What is expected:
Print the lines running from the start of the records through the line containing "x=122 y=231", both ends included, unchanged. Leave the pictures out of your answer.

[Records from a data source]
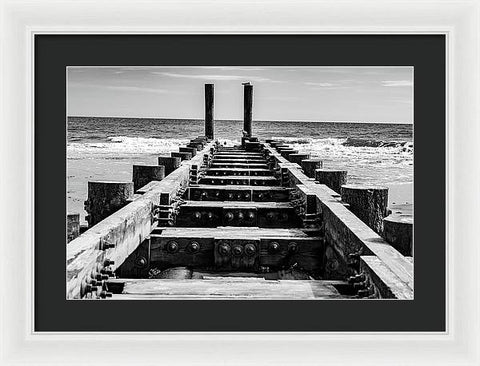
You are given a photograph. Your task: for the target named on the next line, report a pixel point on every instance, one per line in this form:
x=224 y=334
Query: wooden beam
x=122 y=231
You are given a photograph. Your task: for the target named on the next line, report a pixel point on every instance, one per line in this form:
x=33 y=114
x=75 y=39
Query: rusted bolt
x=250 y=250
x=141 y=262
x=358 y=278
x=193 y=247
x=270 y=216
x=292 y=247
x=229 y=216
x=90 y=288
x=224 y=249
x=237 y=250
x=359 y=285
x=107 y=272
x=107 y=245
x=274 y=247
x=172 y=246
x=105 y=294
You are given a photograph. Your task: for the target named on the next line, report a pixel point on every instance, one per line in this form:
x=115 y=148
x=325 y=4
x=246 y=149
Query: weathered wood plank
x=346 y=232
x=124 y=230
x=227 y=288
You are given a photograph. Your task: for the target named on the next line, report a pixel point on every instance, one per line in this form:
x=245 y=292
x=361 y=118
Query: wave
x=359 y=142
x=127 y=146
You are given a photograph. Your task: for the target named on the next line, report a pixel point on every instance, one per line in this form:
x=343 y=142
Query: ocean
x=101 y=148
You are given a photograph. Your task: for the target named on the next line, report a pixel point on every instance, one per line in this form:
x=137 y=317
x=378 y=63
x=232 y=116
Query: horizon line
x=255 y=120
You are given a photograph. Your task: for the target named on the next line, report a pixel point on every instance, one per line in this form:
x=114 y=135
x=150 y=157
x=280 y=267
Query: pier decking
x=235 y=222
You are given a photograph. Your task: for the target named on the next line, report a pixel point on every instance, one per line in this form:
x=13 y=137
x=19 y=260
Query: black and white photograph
x=240 y=183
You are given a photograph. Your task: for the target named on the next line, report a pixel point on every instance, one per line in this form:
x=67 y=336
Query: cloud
x=323 y=85
x=120 y=88
x=217 y=77
x=397 y=83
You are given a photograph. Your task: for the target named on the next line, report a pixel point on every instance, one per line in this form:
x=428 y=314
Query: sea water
x=100 y=148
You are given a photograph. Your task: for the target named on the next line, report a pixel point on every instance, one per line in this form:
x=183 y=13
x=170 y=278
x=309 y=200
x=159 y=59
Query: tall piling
x=209 y=101
x=73 y=226
x=369 y=204
x=144 y=174
x=310 y=165
x=104 y=198
x=333 y=179
x=170 y=163
x=247 y=108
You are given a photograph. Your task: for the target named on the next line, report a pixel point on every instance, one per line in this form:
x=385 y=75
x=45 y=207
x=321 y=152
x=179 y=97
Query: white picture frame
x=458 y=20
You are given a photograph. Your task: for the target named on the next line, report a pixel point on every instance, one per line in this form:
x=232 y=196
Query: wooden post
x=398 y=231
x=297 y=158
x=310 y=165
x=247 y=108
x=209 y=122
x=333 y=179
x=191 y=150
x=286 y=153
x=73 y=226
x=144 y=174
x=104 y=198
x=181 y=155
x=369 y=204
x=169 y=162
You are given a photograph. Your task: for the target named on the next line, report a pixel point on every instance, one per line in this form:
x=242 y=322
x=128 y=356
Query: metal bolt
x=292 y=247
x=172 y=246
x=141 y=262
x=237 y=250
x=224 y=249
x=273 y=247
x=105 y=294
x=107 y=272
x=250 y=250
x=194 y=247
x=229 y=216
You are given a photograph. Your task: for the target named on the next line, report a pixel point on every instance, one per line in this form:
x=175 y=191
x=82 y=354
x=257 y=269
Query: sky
x=363 y=94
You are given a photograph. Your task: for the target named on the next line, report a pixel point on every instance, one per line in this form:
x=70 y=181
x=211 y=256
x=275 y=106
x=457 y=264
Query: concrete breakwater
x=259 y=220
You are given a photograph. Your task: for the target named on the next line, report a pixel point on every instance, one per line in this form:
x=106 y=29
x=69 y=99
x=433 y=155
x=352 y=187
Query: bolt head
x=250 y=250
x=274 y=247
x=141 y=262
x=237 y=250
x=292 y=247
x=194 y=247
x=172 y=246
x=224 y=249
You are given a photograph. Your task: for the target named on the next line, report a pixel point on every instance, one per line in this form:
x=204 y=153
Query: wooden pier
x=237 y=222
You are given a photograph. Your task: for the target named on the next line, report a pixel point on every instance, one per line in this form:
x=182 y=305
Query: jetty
x=259 y=220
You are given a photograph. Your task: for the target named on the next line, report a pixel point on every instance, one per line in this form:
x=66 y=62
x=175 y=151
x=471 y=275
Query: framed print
x=296 y=187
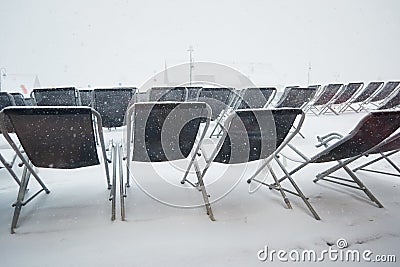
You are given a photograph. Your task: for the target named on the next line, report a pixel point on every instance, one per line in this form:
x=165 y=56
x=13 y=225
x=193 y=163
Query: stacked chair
x=53 y=137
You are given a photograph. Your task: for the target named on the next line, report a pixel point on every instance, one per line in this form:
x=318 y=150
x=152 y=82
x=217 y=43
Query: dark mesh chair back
x=112 y=104
x=85 y=97
x=368 y=91
x=19 y=99
x=56 y=97
x=165 y=131
x=348 y=91
x=390 y=144
x=392 y=102
x=295 y=97
x=386 y=90
x=6 y=100
x=30 y=101
x=175 y=94
x=217 y=98
x=193 y=93
x=256 y=97
x=55 y=137
x=327 y=94
x=370 y=131
x=255 y=134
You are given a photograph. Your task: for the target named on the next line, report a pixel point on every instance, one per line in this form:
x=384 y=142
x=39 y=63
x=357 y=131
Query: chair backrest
x=112 y=104
x=390 y=144
x=255 y=134
x=85 y=96
x=165 y=131
x=6 y=100
x=328 y=92
x=348 y=91
x=193 y=92
x=386 y=90
x=392 y=102
x=369 y=132
x=256 y=97
x=295 y=97
x=176 y=94
x=368 y=91
x=56 y=96
x=217 y=98
x=30 y=101
x=19 y=99
x=55 y=137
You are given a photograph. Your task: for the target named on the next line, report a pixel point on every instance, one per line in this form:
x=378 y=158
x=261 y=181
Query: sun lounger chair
x=166 y=131
x=254 y=134
x=324 y=98
x=369 y=132
x=67 y=96
x=53 y=137
x=112 y=104
x=343 y=98
x=366 y=94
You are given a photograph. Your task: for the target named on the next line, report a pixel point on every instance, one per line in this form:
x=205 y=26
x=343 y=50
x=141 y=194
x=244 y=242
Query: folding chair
x=176 y=94
x=385 y=149
x=166 y=131
x=193 y=92
x=112 y=104
x=343 y=98
x=295 y=97
x=19 y=99
x=221 y=106
x=258 y=97
x=382 y=94
x=217 y=98
x=6 y=100
x=67 y=96
x=364 y=96
x=53 y=137
x=85 y=96
x=323 y=99
x=30 y=101
x=254 y=134
x=392 y=101
x=369 y=132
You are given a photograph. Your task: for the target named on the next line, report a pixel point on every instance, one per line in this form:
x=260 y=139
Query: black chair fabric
x=112 y=104
x=60 y=138
x=56 y=96
x=255 y=134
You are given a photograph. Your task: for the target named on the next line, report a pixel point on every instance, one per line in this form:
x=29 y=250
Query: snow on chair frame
x=166 y=131
x=392 y=101
x=367 y=93
x=63 y=96
x=54 y=137
x=249 y=98
x=380 y=97
x=254 y=134
x=257 y=97
x=343 y=98
x=348 y=149
x=161 y=94
x=295 y=97
x=386 y=149
x=324 y=98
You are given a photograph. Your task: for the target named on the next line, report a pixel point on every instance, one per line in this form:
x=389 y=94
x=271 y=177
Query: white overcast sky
x=103 y=43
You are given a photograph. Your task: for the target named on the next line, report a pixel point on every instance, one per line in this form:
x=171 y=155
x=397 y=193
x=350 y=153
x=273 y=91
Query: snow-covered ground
x=72 y=227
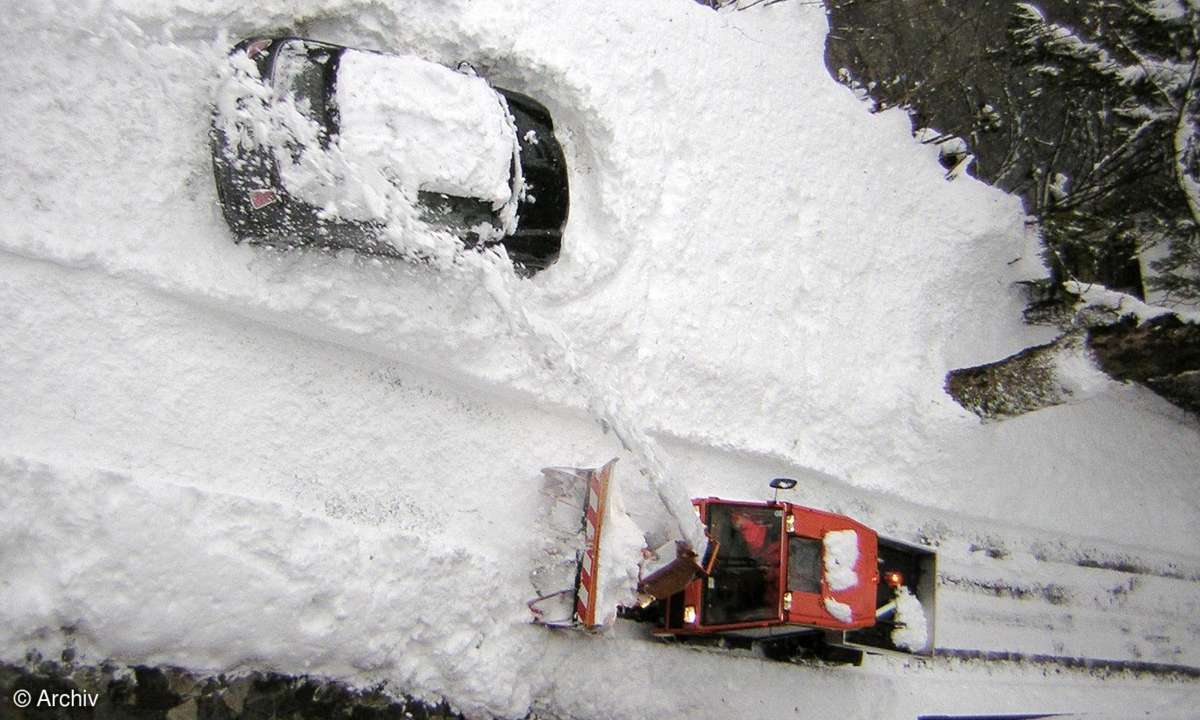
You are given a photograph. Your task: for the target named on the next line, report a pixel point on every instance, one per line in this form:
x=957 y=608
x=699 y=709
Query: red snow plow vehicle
x=795 y=580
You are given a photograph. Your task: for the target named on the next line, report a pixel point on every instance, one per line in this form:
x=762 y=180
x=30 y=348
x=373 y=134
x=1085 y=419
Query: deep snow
x=229 y=457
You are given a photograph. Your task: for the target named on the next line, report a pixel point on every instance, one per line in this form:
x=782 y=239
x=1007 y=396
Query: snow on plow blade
x=569 y=583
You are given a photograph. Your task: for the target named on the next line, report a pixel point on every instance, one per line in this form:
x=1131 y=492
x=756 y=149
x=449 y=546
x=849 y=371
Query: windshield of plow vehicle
x=745 y=581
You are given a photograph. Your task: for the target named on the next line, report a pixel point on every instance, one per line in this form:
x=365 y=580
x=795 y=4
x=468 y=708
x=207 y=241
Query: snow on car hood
x=424 y=125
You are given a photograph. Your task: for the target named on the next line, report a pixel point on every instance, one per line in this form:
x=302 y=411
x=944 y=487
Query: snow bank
x=911 y=631
x=840 y=556
x=1125 y=304
x=425 y=125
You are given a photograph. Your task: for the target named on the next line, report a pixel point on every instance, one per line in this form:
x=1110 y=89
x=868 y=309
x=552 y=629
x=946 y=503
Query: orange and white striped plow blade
x=568 y=576
x=593 y=532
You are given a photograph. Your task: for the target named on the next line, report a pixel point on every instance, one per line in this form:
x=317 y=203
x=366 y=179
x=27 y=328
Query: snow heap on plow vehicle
x=795 y=580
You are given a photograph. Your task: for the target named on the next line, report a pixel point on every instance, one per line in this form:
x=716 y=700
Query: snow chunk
x=427 y=126
x=621 y=550
x=840 y=556
x=838 y=610
x=912 y=630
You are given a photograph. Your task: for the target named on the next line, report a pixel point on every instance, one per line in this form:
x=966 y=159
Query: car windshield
x=745 y=581
x=301 y=71
x=425 y=126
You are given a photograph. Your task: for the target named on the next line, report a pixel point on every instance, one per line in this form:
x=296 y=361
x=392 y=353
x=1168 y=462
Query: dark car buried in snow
x=321 y=144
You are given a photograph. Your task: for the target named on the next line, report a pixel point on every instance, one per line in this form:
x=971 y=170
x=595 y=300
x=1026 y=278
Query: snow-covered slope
x=228 y=457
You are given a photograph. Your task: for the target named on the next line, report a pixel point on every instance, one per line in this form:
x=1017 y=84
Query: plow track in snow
x=1068 y=613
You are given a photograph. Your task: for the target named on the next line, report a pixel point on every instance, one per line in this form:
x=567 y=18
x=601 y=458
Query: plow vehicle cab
x=795 y=580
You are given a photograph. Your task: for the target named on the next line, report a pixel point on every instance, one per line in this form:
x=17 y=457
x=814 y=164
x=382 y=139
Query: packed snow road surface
x=229 y=459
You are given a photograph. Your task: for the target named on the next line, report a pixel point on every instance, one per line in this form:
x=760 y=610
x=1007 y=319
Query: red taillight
x=262 y=198
x=255 y=48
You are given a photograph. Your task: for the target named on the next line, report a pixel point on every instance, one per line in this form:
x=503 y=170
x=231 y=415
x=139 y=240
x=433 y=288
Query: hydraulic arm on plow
x=790 y=577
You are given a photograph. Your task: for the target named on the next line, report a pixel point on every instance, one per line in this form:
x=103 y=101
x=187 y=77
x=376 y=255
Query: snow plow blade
x=574 y=555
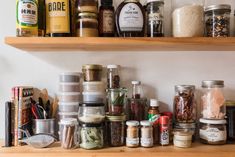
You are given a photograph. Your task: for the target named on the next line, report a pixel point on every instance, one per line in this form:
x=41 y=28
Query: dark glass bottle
x=106 y=19
x=130 y=19
x=58 y=18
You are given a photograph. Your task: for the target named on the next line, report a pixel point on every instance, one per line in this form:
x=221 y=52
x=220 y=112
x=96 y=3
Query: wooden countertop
x=197 y=150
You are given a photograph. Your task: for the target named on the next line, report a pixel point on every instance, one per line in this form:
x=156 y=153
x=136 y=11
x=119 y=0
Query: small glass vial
x=184 y=104
x=132 y=139
x=68 y=131
x=155 y=16
x=146 y=134
x=212 y=100
x=113 y=77
x=218 y=20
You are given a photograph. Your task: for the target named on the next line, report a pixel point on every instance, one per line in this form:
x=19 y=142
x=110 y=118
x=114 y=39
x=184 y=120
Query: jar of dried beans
x=184 y=104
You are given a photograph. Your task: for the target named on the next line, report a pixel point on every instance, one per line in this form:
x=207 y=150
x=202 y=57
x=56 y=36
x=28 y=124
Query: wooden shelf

Output for this exercise:
You are given a photograph. Your task: for the target named on the next line, report a pixel point on every instance, one per line in this form:
x=224 y=334
Query: wooden beam
x=122 y=231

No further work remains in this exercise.